__Prompt 1__:
From the cluster hardware overview, list the hardware components that it says make up a cluster.
__Prompt 2__:
According to the cluster hardware overview, how many cluster nodes in a cluster does Oracle Solaris Cluster software support on SPARC?
__Prompt 3__:
Copy the stretch of the cluster hardware overview from "Multihost storage (disks/LUNs" through "describe these configurations.".

[Begin Document]

A cluster is composed of several hardware components, including the following:
Cluster nodes with local disks (unshared)
Multihost storage (disks/LUNs are shared between cluster nodes)
Removable media (tapes and CD-ROMs)
Cluster interconnect
Public network interfaces
Figure 2-1 illustrates how the hardware components work with each other.
Figure 2-1 Oracle Solaris Cluster Hardware Components
Administrative console and console access devices are used to reach the cluster nodes or the terminal concentrator as needed. The Oracle Solaris Cluster software enables you to combine the hardware components into a variety of configurations. The following sections describe these configurations.
An Oracle Solaris host (or simply cluster node) is one of the following hardware or software configurations that runs the Oracle Solaris OS and its own processes:
A physical machine that is not configured with a virtual machine or as a hardware domain
Oracle VM Server for SPARC guest domain
Oracle VM Server for SPARC I/O domain
A hardware domain
Depending on your platform, Oracle Solaris Cluster software supports the following configurations:
SPARC: Oracle Solaris Cluster software supports from one to sixteen cluster nodes in a cluster. Different hardware configurations impose additional limits on the maximum number of nodes that you can configure in a cluster composed of SPARC based systems. See SPARC: Oracle Solaris Cluster Topologies for the supported configurations.

[End Document]
[Begin Dataset rows]

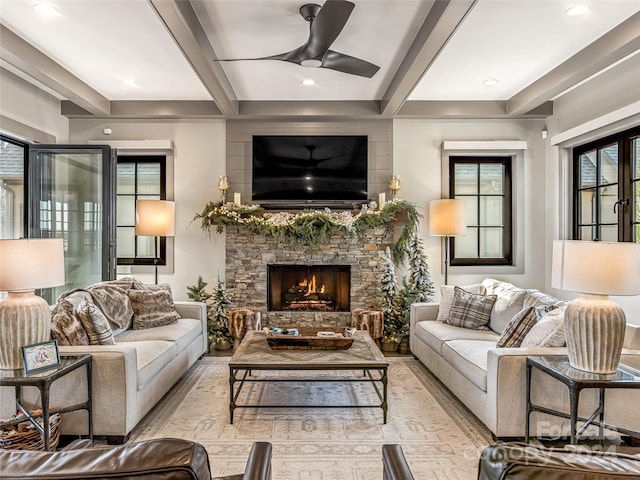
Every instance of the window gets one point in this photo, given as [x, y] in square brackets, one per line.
[607, 188]
[138, 178]
[12, 161]
[485, 184]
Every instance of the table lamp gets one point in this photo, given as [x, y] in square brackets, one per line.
[447, 218]
[155, 218]
[25, 319]
[595, 325]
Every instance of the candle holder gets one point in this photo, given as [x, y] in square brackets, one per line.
[394, 185]
[223, 186]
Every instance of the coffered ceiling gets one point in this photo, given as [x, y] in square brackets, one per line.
[162, 58]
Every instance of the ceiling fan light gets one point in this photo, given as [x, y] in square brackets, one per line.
[312, 63]
[46, 9]
[577, 10]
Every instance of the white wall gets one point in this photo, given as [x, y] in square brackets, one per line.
[417, 151]
[29, 106]
[199, 158]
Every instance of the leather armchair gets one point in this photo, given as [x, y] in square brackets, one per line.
[394, 465]
[522, 461]
[160, 459]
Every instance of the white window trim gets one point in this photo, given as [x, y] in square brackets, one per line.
[516, 149]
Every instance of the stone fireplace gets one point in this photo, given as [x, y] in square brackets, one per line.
[308, 288]
[250, 262]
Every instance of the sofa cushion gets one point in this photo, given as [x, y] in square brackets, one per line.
[152, 357]
[509, 302]
[152, 308]
[435, 334]
[446, 298]
[536, 298]
[469, 358]
[182, 332]
[548, 331]
[470, 310]
[518, 328]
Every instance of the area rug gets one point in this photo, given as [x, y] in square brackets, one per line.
[441, 439]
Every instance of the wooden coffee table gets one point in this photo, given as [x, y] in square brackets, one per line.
[254, 354]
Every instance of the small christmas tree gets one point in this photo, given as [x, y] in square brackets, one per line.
[417, 287]
[218, 304]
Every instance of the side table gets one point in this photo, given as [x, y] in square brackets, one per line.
[558, 367]
[42, 381]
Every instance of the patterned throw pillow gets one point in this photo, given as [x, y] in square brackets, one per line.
[517, 328]
[66, 326]
[152, 308]
[446, 299]
[470, 310]
[96, 324]
[548, 332]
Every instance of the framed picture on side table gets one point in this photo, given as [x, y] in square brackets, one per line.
[40, 356]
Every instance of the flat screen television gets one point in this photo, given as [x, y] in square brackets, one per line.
[321, 170]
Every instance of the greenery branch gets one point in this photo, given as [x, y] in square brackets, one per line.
[313, 227]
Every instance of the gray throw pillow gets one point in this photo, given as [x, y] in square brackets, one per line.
[96, 324]
[470, 310]
[152, 308]
[446, 298]
[517, 328]
[66, 327]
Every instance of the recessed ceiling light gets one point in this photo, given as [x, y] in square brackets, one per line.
[577, 10]
[311, 63]
[46, 9]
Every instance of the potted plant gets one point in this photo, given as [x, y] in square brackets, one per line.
[218, 304]
[397, 300]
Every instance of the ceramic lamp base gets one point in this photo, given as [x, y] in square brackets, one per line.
[594, 328]
[25, 319]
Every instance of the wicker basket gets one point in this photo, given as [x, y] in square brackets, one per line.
[25, 436]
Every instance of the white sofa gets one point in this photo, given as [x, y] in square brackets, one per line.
[130, 377]
[490, 381]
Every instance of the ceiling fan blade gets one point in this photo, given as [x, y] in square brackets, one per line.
[347, 64]
[326, 27]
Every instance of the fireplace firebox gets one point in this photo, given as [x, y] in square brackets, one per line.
[315, 288]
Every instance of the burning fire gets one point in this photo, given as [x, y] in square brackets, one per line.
[311, 286]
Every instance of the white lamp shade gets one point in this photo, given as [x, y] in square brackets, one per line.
[27, 264]
[447, 217]
[155, 218]
[597, 268]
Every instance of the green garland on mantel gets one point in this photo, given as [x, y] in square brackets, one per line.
[313, 227]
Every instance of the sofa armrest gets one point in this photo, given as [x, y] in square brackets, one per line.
[114, 371]
[394, 465]
[198, 311]
[259, 462]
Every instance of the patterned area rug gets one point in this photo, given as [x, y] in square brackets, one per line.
[441, 439]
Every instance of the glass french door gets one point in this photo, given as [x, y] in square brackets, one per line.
[71, 195]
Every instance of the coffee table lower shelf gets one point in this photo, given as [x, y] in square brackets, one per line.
[239, 376]
[254, 355]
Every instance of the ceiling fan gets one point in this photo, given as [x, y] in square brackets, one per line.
[325, 24]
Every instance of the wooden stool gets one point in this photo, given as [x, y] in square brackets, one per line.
[241, 320]
[370, 320]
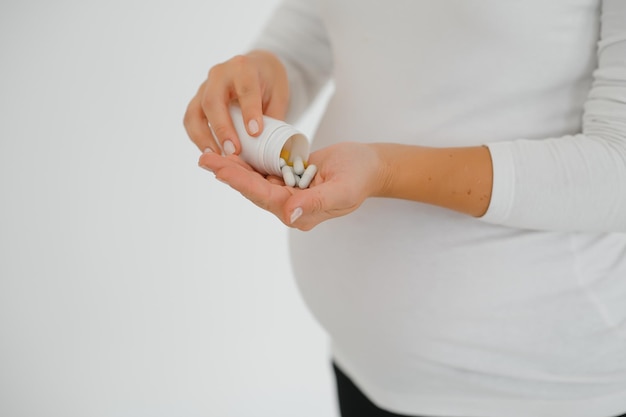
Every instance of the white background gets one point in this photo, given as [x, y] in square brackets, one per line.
[131, 282]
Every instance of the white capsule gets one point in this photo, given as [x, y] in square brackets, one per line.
[307, 176]
[288, 176]
[298, 165]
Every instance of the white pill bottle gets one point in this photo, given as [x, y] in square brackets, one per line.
[263, 152]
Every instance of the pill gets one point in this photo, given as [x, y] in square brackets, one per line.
[298, 165]
[288, 176]
[307, 176]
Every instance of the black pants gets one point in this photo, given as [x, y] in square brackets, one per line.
[353, 403]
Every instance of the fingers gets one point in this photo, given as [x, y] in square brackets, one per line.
[236, 79]
[215, 101]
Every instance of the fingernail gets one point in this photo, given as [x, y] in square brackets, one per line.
[229, 147]
[295, 215]
[253, 127]
[205, 167]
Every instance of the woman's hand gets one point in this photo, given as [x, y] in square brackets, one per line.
[257, 80]
[348, 173]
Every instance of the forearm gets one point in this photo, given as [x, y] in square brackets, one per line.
[459, 179]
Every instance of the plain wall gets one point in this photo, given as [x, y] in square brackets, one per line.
[132, 283]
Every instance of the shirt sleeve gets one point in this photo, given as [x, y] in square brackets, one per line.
[297, 35]
[575, 182]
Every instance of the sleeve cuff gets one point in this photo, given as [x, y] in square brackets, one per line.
[503, 188]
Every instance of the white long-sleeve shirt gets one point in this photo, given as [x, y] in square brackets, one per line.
[523, 311]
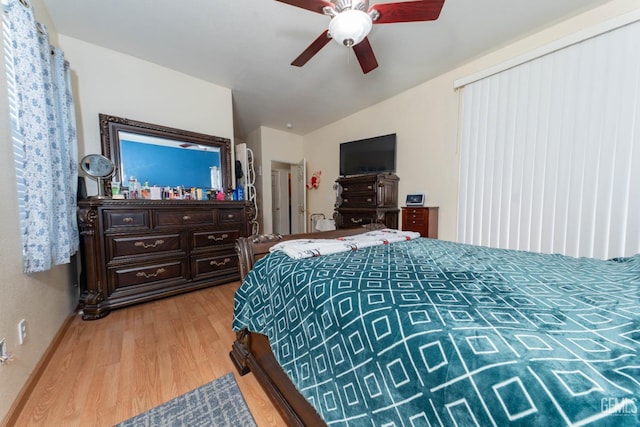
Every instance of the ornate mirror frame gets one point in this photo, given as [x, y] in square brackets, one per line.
[111, 126]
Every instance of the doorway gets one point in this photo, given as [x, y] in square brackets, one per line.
[288, 197]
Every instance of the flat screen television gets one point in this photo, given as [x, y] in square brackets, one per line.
[369, 155]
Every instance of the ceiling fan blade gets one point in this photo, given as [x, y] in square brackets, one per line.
[313, 48]
[365, 56]
[408, 11]
[312, 5]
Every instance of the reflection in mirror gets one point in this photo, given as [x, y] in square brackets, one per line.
[192, 165]
[164, 156]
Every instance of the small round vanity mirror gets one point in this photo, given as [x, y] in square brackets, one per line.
[99, 167]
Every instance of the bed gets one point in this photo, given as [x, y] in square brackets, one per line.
[430, 332]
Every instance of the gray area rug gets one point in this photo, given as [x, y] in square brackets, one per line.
[219, 403]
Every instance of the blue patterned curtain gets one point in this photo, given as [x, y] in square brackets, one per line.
[44, 123]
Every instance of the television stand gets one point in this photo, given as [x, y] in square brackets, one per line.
[366, 199]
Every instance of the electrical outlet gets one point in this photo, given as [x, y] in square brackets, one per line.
[22, 331]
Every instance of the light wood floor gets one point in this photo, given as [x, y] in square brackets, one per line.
[108, 370]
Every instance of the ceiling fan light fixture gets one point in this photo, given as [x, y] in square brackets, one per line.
[350, 27]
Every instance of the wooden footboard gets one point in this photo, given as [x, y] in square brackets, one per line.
[252, 352]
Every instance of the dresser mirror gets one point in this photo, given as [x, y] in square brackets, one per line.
[165, 157]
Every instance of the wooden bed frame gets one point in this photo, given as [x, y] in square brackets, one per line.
[252, 352]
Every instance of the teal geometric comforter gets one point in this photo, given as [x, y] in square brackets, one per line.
[429, 332]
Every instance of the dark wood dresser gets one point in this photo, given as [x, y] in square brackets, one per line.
[366, 199]
[423, 220]
[139, 250]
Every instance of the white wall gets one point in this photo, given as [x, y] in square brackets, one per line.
[425, 119]
[274, 146]
[107, 82]
[112, 83]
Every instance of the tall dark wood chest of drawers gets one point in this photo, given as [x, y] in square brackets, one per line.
[421, 219]
[366, 199]
[139, 250]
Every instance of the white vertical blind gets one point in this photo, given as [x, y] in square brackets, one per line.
[550, 152]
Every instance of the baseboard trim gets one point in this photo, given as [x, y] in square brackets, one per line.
[11, 418]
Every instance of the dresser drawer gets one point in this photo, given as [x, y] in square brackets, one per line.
[121, 247]
[352, 220]
[358, 200]
[174, 270]
[230, 216]
[207, 239]
[358, 187]
[184, 218]
[214, 265]
[121, 220]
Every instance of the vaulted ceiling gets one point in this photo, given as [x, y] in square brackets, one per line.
[247, 46]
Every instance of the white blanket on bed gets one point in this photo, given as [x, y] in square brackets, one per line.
[307, 248]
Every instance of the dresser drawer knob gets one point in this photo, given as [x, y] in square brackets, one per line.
[149, 245]
[217, 239]
[149, 275]
[220, 264]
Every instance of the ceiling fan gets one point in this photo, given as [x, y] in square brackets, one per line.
[351, 21]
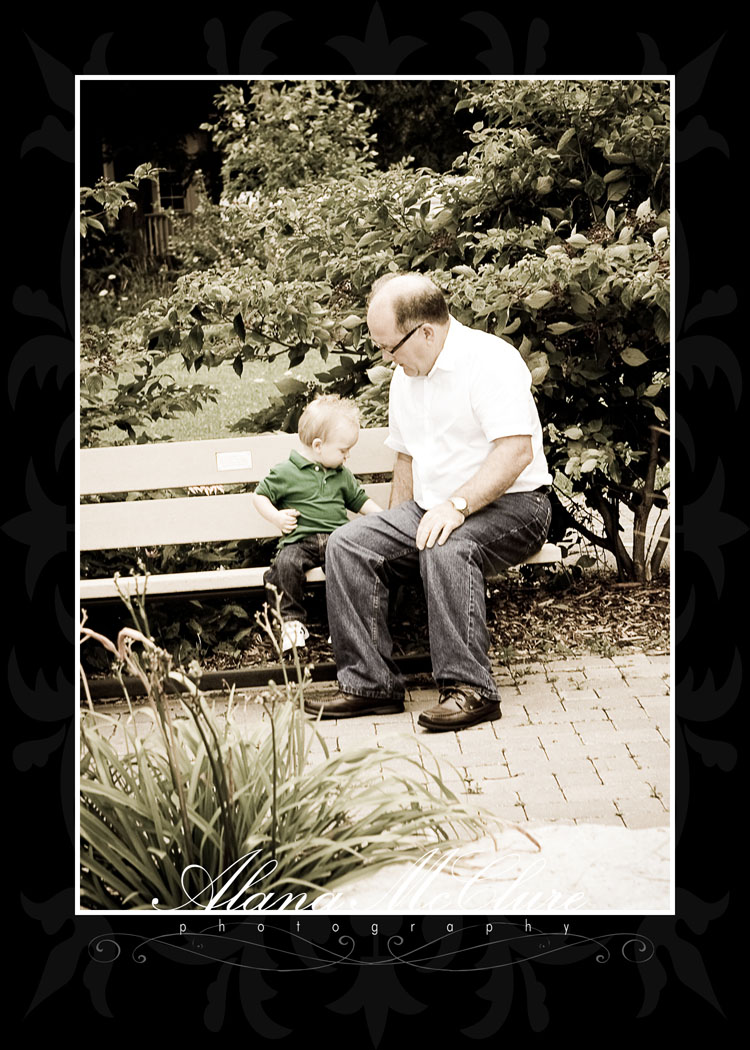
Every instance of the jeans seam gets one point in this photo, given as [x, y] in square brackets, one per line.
[520, 528]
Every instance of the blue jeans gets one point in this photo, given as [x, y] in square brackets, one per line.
[287, 573]
[366, 557]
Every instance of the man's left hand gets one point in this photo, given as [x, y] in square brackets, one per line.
[437, 525]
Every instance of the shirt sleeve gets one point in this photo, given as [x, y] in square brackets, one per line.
[273, 484]
[354, 495]
[501, 394]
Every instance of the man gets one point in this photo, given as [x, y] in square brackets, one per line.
[469, 498]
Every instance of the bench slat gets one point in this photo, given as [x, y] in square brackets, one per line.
[219, 580]
[190, 519]
[228, 461]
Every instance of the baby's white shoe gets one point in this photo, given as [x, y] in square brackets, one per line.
[294, 634]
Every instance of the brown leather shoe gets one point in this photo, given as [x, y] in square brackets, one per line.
[459, 707]
[349, 706]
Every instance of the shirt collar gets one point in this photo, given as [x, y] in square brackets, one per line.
[448, 358]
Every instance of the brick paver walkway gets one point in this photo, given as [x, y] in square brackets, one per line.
[584, 739]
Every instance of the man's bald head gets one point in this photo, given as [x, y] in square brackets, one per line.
[411, 297]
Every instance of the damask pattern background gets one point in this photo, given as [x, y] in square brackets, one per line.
[350, 980]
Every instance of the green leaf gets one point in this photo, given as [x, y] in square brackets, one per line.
[538, 299]
[633, 356]
[238, 326]
[616, 191]
[615, 174]
[287, 384]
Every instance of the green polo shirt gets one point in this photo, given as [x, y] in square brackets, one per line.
[321, 495]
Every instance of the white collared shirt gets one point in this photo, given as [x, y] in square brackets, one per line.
[479, 390]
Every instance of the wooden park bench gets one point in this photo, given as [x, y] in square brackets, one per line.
[174, 517]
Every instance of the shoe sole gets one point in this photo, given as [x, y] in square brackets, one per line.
[464, 723]
[387, 709]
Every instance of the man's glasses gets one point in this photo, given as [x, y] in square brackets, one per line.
[400, 342]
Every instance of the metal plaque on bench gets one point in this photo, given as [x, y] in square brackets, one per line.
[233, 461]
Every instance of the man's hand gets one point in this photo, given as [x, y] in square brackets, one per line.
[287, 521]
[437, 525]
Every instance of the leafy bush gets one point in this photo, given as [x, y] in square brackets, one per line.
[551, 230]
[193, 801]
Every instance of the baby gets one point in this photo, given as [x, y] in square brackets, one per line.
[307, 498]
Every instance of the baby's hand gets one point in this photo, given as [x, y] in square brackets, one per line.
[288, 520]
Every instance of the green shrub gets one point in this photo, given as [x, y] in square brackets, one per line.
[194, 801]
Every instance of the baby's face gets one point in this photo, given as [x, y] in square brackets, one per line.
[333, 450]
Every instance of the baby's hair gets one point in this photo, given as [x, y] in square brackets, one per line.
[323, 414]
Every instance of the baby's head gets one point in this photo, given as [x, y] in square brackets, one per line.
[329, 428]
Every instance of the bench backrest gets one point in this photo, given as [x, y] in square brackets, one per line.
[183, 464]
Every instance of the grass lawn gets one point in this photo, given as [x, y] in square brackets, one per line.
[238, 396]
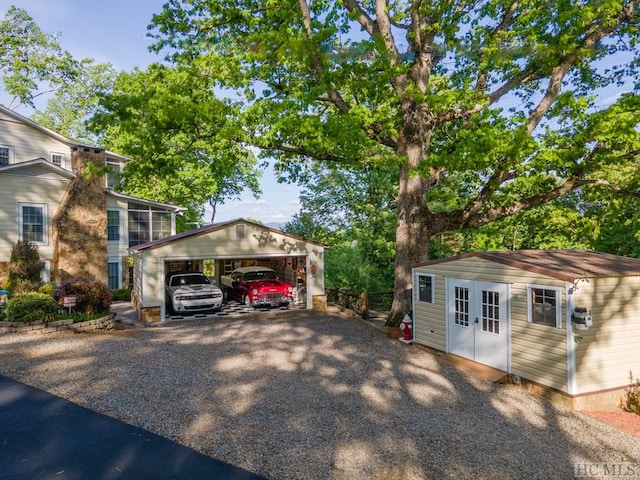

[End Dataset rows]

__Written response 1__:
- Cluster nodes with local disks (unshared)
- Multihost storage (disks/LUNs are shared between cluster nodes)
- Removable media (tapes and CD-ROMs)
- Cluster interconnect
- Public network interfaces

__Written response 2__:
From one to sixteen cluster nodes.

__Written response 3__:
Multihost storage (disks/LUNs are shared between cluster nodes)
Removable media (tapes and CD-ROMs)
Cluster interconnect
Public network interfaces
Figure 2-1 illustrates how the hardware components work with each other.
Figure 2-1 Oracle Solaris Cluster Hardware Components
Administrative console and console access devices are used to reach the cluster nodes or the terminal concentrator as needed. The Oracle Solaris Cluster software enables you to combine the hardware components into a variety of configurations. The following sections describe these configurations.